» **QUOTED PASSAGE**
-- START --

Potential predictor variables were chosen based on the life history of the species, and included land-cover metrics, topography, and anthropogenic features for a total of 15 predictors (Table 1). Our models were partially limited by the availability of consistent quality land-cover data throughout the range. We used three different sets of land-cover data based on which land-cover data set was determined as best for each state by the state representatives. We began with National Land Cover Dataset (NLCD) vegetation classes for all states (Fry et al. 2011), focusing on shrubland, grassland/herbaceous, and pasture/hay classes as important, but because of errors in this dataset we replaced it for Texas and New Mexico. For Texas, we used the Texas Ecological Systems Classification Project data set (Elliot et al. 2014); for New Mexico, we used the southwest regional gap analysis project land cover (USGS National Gap Analysis Program 2004). We also included a metric quantifying the amount of land in the conservation reserve program (CRP), because this land-use type has been important in previous models (Jarnevich and Laubhan 2011).

-- END --

» **ROWS**
-- START --

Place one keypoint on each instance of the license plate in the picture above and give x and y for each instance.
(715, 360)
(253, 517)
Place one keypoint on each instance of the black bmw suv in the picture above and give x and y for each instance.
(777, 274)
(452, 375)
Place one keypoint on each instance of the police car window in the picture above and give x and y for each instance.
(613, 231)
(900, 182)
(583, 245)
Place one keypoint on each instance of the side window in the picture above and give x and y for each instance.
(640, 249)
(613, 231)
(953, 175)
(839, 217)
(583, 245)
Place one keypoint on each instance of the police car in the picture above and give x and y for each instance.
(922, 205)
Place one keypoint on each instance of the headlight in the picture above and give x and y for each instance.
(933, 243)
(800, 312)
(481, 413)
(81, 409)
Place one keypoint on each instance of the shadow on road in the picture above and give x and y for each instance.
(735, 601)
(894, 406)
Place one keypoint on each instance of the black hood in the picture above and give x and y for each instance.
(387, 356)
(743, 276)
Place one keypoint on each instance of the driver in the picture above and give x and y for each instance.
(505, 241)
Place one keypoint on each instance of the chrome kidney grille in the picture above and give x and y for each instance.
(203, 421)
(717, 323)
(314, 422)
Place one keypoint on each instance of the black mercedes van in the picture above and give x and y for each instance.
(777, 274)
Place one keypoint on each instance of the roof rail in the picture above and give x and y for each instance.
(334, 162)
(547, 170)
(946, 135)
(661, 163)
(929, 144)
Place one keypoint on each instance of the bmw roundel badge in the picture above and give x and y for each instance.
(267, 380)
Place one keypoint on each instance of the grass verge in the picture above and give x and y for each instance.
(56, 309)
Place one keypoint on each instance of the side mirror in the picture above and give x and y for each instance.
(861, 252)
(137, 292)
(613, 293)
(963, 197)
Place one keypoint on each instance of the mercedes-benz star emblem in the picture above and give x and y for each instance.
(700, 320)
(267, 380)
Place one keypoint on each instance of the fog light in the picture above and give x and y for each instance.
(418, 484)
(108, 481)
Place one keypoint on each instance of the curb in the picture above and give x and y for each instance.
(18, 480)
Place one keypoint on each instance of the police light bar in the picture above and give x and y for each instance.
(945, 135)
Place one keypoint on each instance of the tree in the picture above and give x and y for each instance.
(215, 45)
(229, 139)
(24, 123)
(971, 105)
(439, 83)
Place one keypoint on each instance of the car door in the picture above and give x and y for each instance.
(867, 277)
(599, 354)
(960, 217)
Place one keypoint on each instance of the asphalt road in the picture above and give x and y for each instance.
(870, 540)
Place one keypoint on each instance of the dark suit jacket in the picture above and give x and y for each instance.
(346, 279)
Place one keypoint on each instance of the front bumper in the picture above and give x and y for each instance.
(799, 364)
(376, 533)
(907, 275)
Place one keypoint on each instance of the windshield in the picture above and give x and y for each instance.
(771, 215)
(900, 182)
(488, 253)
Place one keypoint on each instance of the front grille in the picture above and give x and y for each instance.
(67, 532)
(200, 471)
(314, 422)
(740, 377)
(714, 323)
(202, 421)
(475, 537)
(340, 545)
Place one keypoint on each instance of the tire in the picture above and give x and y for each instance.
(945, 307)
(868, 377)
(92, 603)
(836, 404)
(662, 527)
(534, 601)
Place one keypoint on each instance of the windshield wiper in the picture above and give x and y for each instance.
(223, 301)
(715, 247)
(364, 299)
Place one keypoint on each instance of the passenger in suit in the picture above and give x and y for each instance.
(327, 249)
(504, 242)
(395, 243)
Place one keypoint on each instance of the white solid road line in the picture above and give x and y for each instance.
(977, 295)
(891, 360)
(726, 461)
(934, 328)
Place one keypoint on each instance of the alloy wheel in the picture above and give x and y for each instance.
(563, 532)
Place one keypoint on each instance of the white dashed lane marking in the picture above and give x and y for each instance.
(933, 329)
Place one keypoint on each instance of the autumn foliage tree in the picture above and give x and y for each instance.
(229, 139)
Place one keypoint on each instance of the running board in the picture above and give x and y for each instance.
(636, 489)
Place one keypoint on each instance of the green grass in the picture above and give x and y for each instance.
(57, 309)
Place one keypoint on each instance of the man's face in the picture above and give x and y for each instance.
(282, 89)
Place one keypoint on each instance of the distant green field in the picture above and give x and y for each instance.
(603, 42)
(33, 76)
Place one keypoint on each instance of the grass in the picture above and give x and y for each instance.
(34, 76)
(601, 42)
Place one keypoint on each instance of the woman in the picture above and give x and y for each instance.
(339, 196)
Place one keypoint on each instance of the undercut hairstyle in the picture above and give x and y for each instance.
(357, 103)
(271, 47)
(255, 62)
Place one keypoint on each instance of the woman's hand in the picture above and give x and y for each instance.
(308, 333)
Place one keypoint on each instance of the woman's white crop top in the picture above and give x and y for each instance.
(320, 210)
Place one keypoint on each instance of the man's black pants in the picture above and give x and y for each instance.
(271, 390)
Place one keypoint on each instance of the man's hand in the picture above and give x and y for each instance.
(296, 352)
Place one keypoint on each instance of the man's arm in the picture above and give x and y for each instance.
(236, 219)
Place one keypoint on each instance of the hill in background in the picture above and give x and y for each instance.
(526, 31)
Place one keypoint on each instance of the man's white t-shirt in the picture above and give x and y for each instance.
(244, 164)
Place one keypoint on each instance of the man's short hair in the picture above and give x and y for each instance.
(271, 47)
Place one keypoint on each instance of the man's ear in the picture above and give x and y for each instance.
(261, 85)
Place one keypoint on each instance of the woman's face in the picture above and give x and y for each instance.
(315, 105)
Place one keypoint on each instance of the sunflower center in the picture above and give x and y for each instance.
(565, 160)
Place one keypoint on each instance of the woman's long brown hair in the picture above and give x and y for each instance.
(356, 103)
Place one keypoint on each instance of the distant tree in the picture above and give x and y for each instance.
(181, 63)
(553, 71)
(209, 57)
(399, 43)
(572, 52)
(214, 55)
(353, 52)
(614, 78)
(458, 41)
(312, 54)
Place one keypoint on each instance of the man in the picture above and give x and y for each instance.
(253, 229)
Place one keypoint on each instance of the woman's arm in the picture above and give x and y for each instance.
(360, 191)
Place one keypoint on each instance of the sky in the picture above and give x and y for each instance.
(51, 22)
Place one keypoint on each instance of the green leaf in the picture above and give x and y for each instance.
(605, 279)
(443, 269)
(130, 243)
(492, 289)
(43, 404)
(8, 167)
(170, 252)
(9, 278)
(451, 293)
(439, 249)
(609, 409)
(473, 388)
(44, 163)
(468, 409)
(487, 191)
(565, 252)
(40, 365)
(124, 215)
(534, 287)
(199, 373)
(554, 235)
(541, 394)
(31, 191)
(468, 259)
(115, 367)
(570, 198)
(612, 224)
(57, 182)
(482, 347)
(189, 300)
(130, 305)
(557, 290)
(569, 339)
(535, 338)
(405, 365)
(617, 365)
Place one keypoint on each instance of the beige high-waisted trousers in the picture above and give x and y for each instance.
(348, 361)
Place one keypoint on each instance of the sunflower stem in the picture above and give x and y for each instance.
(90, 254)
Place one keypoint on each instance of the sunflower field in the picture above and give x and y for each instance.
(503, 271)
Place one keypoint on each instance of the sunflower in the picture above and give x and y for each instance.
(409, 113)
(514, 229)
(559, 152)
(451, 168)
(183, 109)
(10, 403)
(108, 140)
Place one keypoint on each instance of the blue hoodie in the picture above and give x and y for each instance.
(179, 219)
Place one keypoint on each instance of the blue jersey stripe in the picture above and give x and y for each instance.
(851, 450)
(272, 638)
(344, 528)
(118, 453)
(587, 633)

-- END --
-- START --

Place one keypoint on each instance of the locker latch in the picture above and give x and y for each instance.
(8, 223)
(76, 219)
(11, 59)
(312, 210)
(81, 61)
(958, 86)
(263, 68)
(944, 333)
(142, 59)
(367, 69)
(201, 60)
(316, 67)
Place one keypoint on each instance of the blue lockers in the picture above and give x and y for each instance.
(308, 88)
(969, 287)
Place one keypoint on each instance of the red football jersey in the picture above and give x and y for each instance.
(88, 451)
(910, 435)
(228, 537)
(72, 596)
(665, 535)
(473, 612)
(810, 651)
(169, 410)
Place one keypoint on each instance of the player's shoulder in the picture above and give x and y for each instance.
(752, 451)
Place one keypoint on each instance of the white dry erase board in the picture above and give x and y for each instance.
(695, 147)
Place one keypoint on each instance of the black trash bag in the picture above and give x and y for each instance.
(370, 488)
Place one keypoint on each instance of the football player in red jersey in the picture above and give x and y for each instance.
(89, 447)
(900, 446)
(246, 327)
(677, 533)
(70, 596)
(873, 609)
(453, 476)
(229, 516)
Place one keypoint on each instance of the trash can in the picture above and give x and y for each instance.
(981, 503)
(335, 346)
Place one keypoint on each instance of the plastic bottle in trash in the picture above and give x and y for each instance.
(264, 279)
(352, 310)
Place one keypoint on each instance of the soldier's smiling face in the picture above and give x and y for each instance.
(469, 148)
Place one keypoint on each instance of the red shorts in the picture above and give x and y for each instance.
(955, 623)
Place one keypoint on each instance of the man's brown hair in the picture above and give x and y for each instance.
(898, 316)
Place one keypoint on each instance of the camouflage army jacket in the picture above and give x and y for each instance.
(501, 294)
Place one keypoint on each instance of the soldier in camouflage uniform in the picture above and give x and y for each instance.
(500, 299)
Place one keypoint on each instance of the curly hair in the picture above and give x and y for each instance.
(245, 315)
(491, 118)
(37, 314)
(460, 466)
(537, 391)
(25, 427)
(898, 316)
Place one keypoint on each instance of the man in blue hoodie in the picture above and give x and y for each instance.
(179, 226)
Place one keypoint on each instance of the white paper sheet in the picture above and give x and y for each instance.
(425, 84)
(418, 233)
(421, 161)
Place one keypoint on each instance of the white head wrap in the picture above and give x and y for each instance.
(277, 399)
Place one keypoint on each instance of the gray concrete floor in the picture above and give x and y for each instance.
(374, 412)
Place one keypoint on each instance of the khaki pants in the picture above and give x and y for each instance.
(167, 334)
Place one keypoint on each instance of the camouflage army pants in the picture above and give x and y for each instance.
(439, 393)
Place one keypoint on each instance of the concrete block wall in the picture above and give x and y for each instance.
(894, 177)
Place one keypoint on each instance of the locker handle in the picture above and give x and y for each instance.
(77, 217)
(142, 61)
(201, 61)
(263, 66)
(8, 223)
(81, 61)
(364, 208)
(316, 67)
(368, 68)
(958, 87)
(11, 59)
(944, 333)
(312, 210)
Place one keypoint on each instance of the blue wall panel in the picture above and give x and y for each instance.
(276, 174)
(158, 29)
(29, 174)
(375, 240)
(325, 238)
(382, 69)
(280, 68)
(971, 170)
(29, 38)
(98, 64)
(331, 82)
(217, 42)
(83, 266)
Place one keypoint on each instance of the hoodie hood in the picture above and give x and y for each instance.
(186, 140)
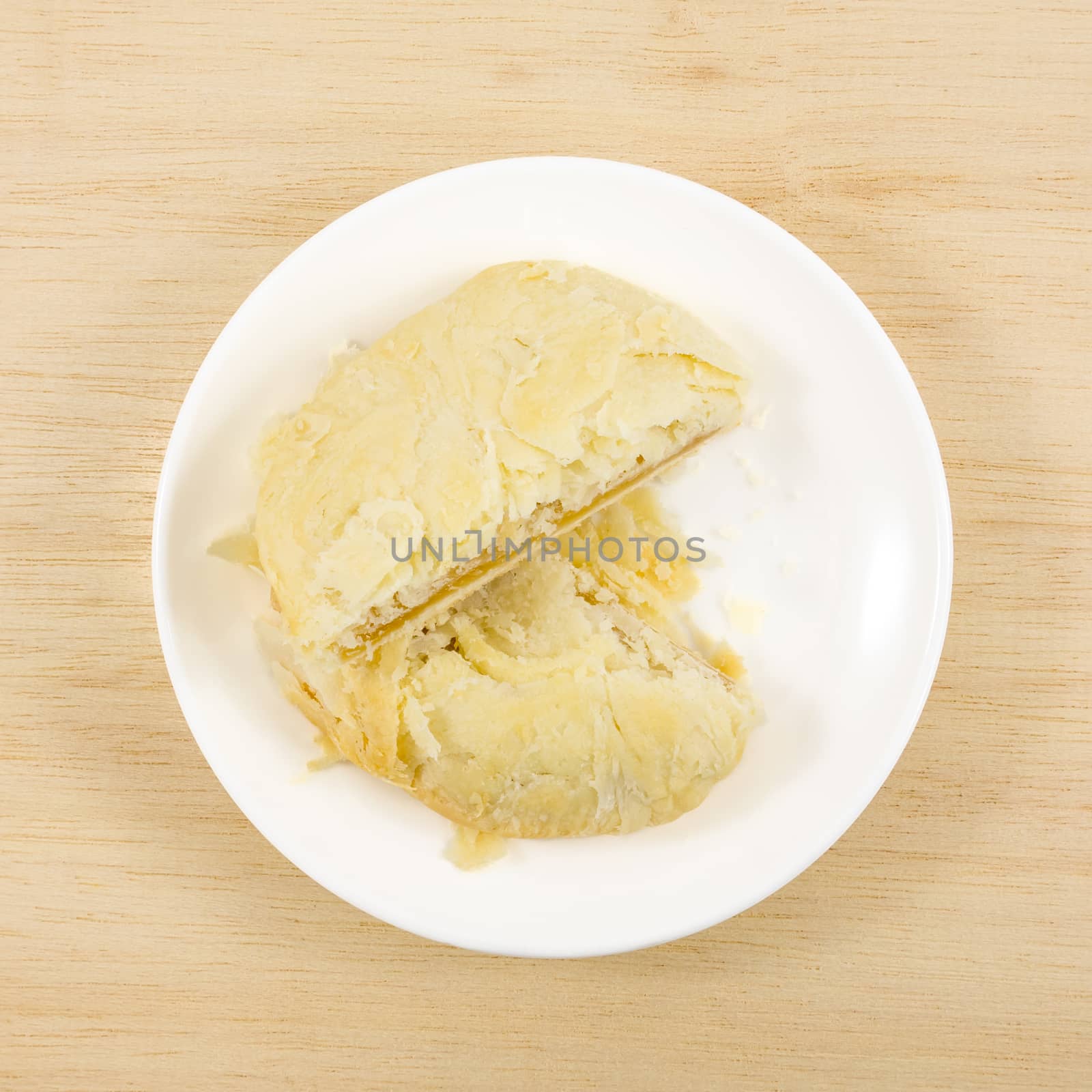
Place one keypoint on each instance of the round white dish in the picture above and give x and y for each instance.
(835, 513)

-- END --

» **GIVEN REQUEST 1**
Answer the following questions using the passage on land-cover predictors, one answer per line, each marked with the same letter as its question.
(a) How many predictors were included in total?
(b) Which data set was used for Texas?
(c) What does the metric involving the conservation reserve program (CRP) quantify?
» **GIVEN REQUEST 2**
How many lines of the rows contain the string "black"? Case counts; report only the number.

» **FINAL RESULT 1**
(a) 15
(b) The Texas Ecological Systems Classification Project data set
(c) The amount of land in the conservation reserve program (CRP)

» **FINAL RESULT 2**
5